(Saved entries)
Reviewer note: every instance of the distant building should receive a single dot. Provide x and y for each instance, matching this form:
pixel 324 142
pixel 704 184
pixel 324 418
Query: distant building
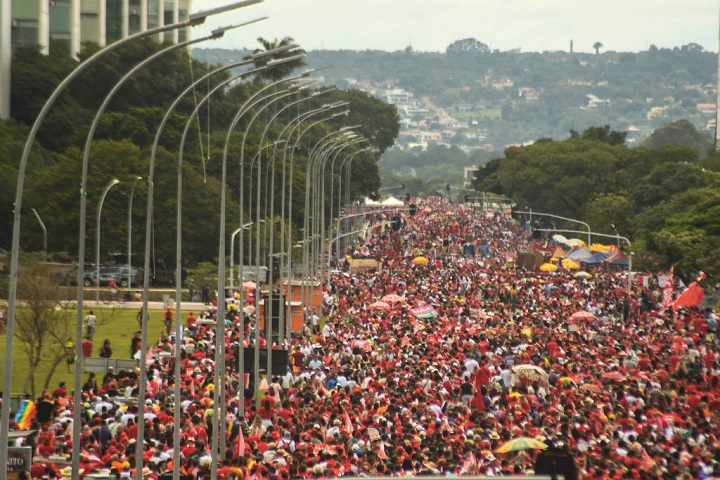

▸ WHAT IS NEEDED: Your reply should be the number of lines in the entries that contain "building", nothing more.

▸ FINAL ANSWER: 2